_BRANO ESTRATTO_.

::::::::::

Le devianze permettono all'autore di infilarsi nelle crepe della normalità e dell'ipocrisia borghese che nasconde la violenza dietro il perbenismo. Michèle fa tutto quello che non andrebbe fatto e i suoi affetti non sono certo più raccomandabili.
Concentrato di follia borghese e di gioiosa misantropia, Elle fa pensare a Claude Chabrol, il raccordo è evidentemente Isabelle Huppert, piccolo gioiello di sovversione (Grazie per la cioccolata). Ma Isabelle Huppert determina pure lo smarcamento di Verhoeven da Chabrol, perché la sua disposizione alla sopravvivenza, il suo aplomb e la sua attitudine a 'rimettere ordine' senza battere ciglio sono tipici dell'eroine dell'olandese violento, attratto ancora una volta dalle guerriere amorali.
Il cinema di Verhoeven prende sempre le parti delle donne contro gli uomini e la loro incapacità a vivere pienamente i loro fantasmi. Lo choc della violenza carnale libera le pulsioni di morte di Michèle, già traumatizzata nell'infanzia come Catherine Tramell (Basic Instinct) o Nomi Malone (Showgirls). Irresistibilmente attratta dal sadismo del suo carnefice, la protagonista partecipa a un gioco di dominazione sessuale malsano ma emancipatore. Michèle passa dallo stato di oggetto a quello di soggetto, da preda a predatrice che si sbarazza di una discendenza mostruosa per creare un lignaggio nuovo giungendo a un controllo assoluto della sua vita. E Verhoeven descrive meticolosamente la supremazia del personaggio sul suo entourage: il potere finanziario sul figlio idiota che incarna comicamente e pateticamente quella propensione tutta maschile di non vedere quello che capita loro sotto al naso, il fascino sull'ex marito, la soggezione sulla migliore amica, il potere sui suoi impiegati ("la padrona sono io"). E in ogni relazione, l'eroina, indecifrabile, si rivela progressivamente cinica, inflessibile, lucida, ironica e perversa fino all'orgasmo.
Improntato sulle seduzioni del thriller, il film si articola intorno all'identità dello stupratore ma individua il vero mistero nella personalità di Michèle, Elle è un film di pura messa in scena, che evoca, ritmicamente parlando, il cinema di Hitchcock.
È un racconto claustrofobico e opaco che osserva un'umanità guidata dai suoi umori (sangue, sperma), come sovente nell'autore di L'amore e il sangue, Flesh and Blood nella versione originale. Dietro la satira sociale, la biologia, il realismo secco, la fantasia nera, la metamorfosi implacabile. Un Verhoeven a pieno regime che eleva la perversione ad arte e a grande arte. Come lui ha espugnato Hollywood, così lei espugna il sistema maschilista prendendosi una rivincita su tutti i rappresentanti della società patriarcale (padri, mariti, amanti, impiegati, aggressori) e sopravvivendo in un mondo osceno. E nell'oscenità agisce la filosofia di Paul Verhoeven.

::::::::::

_Righe di dati archiviate_.

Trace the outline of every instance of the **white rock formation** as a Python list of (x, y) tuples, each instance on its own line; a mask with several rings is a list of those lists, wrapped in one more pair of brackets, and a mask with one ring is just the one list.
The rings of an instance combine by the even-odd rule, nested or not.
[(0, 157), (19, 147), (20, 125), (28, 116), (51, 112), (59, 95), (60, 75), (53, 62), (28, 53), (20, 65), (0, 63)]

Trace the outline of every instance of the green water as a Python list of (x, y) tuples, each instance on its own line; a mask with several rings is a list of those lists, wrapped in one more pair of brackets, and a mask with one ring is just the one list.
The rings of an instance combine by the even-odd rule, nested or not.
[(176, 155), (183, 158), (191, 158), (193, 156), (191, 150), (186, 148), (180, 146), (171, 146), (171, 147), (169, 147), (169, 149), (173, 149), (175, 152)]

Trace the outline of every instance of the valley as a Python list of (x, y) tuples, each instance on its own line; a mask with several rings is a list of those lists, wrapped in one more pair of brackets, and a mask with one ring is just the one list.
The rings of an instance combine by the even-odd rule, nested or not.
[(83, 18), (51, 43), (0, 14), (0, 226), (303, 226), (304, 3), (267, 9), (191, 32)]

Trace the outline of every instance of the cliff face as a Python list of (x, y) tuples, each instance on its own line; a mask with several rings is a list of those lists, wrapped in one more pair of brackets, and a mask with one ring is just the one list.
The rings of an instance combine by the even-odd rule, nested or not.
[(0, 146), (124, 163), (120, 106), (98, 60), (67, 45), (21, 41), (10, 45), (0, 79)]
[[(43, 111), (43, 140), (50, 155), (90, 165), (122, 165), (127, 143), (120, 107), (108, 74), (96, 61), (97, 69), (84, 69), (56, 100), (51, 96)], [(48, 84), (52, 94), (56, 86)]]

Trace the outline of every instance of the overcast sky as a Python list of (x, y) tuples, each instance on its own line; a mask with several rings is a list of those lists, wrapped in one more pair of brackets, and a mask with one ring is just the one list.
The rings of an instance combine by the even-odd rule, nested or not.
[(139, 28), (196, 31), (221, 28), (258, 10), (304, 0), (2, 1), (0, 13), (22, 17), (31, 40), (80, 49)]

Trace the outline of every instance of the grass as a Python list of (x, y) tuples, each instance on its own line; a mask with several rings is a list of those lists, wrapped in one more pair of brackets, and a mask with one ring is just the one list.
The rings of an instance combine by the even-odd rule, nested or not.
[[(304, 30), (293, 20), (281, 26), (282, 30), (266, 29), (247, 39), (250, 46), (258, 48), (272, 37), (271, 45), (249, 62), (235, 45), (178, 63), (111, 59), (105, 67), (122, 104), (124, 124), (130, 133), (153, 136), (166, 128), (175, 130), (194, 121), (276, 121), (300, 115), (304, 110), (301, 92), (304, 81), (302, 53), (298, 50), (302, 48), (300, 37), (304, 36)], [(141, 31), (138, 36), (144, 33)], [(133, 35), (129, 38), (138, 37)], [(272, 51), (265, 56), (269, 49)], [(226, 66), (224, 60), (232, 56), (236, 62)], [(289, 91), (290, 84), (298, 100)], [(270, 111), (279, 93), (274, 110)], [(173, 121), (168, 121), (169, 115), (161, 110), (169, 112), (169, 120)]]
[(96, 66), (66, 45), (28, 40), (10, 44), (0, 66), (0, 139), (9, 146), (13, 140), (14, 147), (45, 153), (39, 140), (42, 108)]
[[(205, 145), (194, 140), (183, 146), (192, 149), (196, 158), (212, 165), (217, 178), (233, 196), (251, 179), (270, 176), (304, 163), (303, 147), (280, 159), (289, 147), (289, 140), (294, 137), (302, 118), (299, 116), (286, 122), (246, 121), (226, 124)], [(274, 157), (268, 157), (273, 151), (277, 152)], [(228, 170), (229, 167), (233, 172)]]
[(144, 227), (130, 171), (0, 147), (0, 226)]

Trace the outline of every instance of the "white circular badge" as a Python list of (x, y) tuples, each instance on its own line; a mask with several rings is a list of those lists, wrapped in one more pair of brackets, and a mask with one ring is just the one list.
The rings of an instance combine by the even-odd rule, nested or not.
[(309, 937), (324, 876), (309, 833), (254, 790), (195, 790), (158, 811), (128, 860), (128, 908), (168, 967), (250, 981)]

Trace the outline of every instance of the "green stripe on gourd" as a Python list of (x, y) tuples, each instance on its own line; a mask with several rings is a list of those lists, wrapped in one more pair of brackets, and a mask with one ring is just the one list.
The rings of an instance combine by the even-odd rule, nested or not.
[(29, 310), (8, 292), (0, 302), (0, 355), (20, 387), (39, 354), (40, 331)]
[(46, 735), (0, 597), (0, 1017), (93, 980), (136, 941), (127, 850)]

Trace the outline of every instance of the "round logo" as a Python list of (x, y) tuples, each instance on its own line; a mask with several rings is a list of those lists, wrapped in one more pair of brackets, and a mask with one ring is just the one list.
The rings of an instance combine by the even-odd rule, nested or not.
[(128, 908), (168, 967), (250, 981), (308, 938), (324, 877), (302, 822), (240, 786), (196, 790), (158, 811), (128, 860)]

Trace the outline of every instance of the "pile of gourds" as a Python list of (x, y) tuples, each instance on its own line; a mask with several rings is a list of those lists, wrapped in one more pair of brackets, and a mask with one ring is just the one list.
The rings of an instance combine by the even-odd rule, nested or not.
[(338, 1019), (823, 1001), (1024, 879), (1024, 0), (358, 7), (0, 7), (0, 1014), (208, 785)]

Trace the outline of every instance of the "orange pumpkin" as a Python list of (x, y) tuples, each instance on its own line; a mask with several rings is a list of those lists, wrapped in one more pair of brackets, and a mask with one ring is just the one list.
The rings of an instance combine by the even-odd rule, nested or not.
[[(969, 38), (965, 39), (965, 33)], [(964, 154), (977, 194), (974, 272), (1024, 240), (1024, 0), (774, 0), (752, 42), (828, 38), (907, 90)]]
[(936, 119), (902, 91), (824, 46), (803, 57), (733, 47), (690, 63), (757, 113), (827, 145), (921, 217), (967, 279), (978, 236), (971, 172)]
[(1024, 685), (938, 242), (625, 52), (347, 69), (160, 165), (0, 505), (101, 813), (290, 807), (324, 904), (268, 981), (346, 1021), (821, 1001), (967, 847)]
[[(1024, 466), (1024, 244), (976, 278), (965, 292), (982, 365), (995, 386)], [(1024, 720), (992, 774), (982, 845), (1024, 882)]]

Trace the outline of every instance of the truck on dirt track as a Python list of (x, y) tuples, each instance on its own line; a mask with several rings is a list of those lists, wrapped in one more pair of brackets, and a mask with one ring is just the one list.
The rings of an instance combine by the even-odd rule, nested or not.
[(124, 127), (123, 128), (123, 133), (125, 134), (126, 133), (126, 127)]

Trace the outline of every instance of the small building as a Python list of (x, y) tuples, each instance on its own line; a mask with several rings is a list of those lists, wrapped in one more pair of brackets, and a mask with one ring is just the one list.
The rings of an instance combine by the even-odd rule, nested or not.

::::::::::

_ISTRUZIONI_.
• 1. Secondo il brano, a quale regista fa pensare Elle in quanto concentrato di follia borghese e di gioiosa misantropia?
• 2. Trascrivi dal brano il passo che inizia con "Improntato sulle seduzioni" e termina con "cinema di Hitchcock.".
Le righe sono materiale a sé, distinto dal brano.

_ESERCIZI RISOLTI_.
• 1. A Claude Chabrol.

• 2.
Improntato sulle seduzioni del thriller, il film si articola intorno all'identità dello stupratore ma individua il vero mistero nella personalità di Michèle, Elle è un film di pura messa in scena, che evoca, ritmicamente parlando, il cinema di Hitchcock.